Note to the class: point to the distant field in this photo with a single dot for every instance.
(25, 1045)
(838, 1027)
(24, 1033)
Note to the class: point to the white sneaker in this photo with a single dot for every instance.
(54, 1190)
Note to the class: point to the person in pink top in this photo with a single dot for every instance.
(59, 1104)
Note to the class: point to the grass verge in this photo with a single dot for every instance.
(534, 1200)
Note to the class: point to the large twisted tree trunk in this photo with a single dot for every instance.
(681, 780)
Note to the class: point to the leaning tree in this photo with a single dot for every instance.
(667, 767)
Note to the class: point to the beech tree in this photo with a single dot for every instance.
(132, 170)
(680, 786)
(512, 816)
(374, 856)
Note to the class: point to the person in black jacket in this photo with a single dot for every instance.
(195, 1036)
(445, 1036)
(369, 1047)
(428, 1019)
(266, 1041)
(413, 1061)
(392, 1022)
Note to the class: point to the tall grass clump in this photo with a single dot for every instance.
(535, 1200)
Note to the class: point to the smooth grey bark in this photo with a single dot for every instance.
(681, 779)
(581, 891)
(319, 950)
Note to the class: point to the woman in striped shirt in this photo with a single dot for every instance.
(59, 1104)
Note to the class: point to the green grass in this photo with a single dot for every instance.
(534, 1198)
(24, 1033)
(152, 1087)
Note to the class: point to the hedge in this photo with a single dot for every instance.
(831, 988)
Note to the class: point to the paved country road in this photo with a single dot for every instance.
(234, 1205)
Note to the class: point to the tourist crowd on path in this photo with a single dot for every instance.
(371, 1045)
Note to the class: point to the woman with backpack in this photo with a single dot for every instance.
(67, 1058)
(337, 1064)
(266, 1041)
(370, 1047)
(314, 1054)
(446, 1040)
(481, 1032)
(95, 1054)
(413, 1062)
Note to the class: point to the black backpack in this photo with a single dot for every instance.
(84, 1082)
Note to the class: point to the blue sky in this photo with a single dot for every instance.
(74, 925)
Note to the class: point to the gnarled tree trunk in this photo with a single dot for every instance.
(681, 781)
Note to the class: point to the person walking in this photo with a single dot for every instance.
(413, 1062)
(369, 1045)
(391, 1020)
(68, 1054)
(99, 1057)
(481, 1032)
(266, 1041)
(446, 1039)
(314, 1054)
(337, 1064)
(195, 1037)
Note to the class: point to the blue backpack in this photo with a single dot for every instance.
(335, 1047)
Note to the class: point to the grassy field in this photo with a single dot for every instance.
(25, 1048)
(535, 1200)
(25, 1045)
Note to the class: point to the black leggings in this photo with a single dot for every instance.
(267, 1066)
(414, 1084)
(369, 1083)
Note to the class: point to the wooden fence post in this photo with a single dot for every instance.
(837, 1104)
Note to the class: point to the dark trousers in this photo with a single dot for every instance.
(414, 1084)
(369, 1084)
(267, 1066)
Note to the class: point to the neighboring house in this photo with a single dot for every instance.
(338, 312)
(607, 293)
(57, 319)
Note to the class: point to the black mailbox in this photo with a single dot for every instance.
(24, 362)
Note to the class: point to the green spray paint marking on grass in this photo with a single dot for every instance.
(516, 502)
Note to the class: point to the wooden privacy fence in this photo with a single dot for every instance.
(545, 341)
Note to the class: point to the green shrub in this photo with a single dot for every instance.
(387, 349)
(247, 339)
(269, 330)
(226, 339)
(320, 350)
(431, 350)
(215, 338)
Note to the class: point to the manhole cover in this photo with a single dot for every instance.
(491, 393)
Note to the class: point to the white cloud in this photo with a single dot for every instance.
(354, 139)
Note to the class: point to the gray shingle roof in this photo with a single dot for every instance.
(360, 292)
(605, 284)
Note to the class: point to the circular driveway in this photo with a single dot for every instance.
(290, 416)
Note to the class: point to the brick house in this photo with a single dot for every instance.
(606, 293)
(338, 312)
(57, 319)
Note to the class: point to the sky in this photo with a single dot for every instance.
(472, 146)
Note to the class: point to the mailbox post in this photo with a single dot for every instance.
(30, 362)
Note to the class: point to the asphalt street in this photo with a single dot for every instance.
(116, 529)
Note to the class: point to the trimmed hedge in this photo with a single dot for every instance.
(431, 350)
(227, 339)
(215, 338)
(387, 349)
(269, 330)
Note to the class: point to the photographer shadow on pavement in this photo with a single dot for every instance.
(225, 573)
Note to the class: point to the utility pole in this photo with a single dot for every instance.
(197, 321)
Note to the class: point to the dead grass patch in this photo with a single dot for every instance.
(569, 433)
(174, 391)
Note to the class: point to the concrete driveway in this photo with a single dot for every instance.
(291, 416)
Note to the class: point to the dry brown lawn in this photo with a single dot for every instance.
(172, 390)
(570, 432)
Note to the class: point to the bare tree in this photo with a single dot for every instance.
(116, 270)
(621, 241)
* * *
## Work instructions
Please swap "a single dot" for "one dot" throughout all the items above, and give the items again with everything else unchanged.

## Complete response
Note to the class: point to the distant field in this photo with one dot for every instance.
(25, 1045)
(838, 1027)
(24, 1033)
Note to the class: point to the white sneaker in this photo with one dot for every instance.
(54, 1190)
Note to the class: point to the person in pink top in this photo with one dot for every instance.
(59, 1104)
Note to the class: point to the grass verge in this photo with one dot for every instance.
(534, 1200)
Note to the class: point to the large twisted tree trunk in this photo with one dot for every instance.
(681, 780)
Note to the class: point to the leaning tree in this photo with one dot for every instance.
(667, 767)
Note to the class: point to the beech tree in this photo with one dot for every instance.
(132, 170)
(680, 786)
(512, 816)
(374, 856)
Note to the class: point to the person in black jacket in this photo with one dot for every instance.
(195, 1036)
(445, 1036)
(369, 1047)
(428, 1019)
(266, 1041)
(413, 1061)
(392, 1022)
Note to the class: point to the tall grass clump in this photo with one dot for every instance.
(535, 1200)
Note to the class: point to the smooth grey bark in this photo with one dot for every instance.
(681, 779)
(581, 891)
(319, 950)
Note to the class: point to the woman in striped shirt in this photo with one dot for every instance.
(59, 1104)
Note to the class: point to the green grass in this photo with one dot for every instance.
(534, 1198)
(24, 1033)
(152, 1087)
Note to the class: point to the hedge in this photo with one dot for every instance.
(831, 988)
Note to the class: point to the paved country road in this photo with one dot for every instance.
(234, 1205)
Note to the class: point to the tourist crowd on path in this photo with one dot for every instance.
(371, 1045)
Note to the class: point to the woman with backpack in this photo with one dot for every instance.
(67, 1058)
(337, 1064)
(266, 1041)
(370, 1047)
(314, 1054)
(446, 1040)
(481, 1032)
(95, 1054)
(413, 1062)
Note to the class: point to the black backpack in this photo with one dot for every instance.
(84, 1082)
Note to the class: point to the blue sky in this photo with one dot for every instance.
(74, 925)
Note to the class: point to the gnarled tree trunk in this photo with one dot for every instance.
(681, 781)
Note to the class: point to the person walking in this photo with one dot for every instance.
(413, 1062)
(369, 1045)
(391, 1020)
(68, 1054)
(99, 1057)
(481, 1032)
(266, 1041)
(446, 1039)
(314, 1054)
(337, 1064)
(195, 1037)
Note to the class: point to the blue backpack in this photo with one dot for every instance.
(335, 1047)
Note to the class: point to the grassy field in this photo with one dot for every instance.
(25, 1048)
(535, 1200)
(25, 1045)
Note to the class: point to the black leggings in this photo with one dot for every instance.
(267, 1066)
(414, 1084)
(369, 1083)
Note to the class: point to the wooden fence post in this photo with one dot for every instance.
(837, 1104)
Note to the class: point to the dark trousers in this photo with one dot for every instance.
(414, 1084)
(369, 1084)
(267, 1066)
Note to the class: point to the neighboring house in this photo with one dot for every instance.
(338, 312)
(607, 293)
(57, 319)
Note to the class: point to the black mailbox in this photo with one dot for every instance.
(24, 362)
Note to the class: point to the green spray paint marking on grass in this photo with one dot for every instance.
(516, 502)
Note to the class: point to the wooden privacy fence in this photo with one dot for every instance.
(545, 341)
Note to the class: point to the green shrub in this photo with one dot for every instance.
(387, 349)
(247, 339)
(269, 330)
(226, 339)
(320, 350)
(431, 350)
(215, 338)
Note to the class: point to the manhole cover in this photo with one dot for every instance.
(491, 393)
Note to the class: point to the white cloud in this photo with one dot for every instance.
(354, 139)
Note to the class: point to the gray shingle roof in this photo with one dot for every instance.
(360, 292)
(605, 284)
Note to the class: point to the circular driveway in this photo with one dot for every instance.
(290, 416)
Note to the class: point to the brick house in this photo with one dot for every instance.
(606, 293)
(338, 312)
(57, 319)
Note to the class: point to the sky in this photo with one dot for every instance.
(472, 146)
Note to the class: point to the mailbox post in this photo with one dot for every instance.
(30, 362)
Note to the class: point to the asphalt street in this photo with one dot for every instance.
(116, 529)
Note to the class: point to the trimmed hedge in this photo with one dot for every instance.
(431, 350)
(227, 339)
(215, 338)
(387, 349)
(269, 330)
Note to the class: point to the photographer shadow on pavement in this photo with one dot for every instance.
(225, 573)
Note to the class: point to the utility pole in this photo with one dot for every instance.
(197, 321)
Note to the class: point to the dead grass patch in this photo with one dot for every instance.
(569, 433)
(174, 391)
Note to the class: point to the concrete driveway in this photo with one dot for every instance.
(291, 416)
Note to the class: point to the dry brown lawn in this photo with one dot for every instance.
(172, 390)
(570, 432)
Note to the class: point to the bare tree in this photo with one dot for every instance.
(116, 270)
(621, 241)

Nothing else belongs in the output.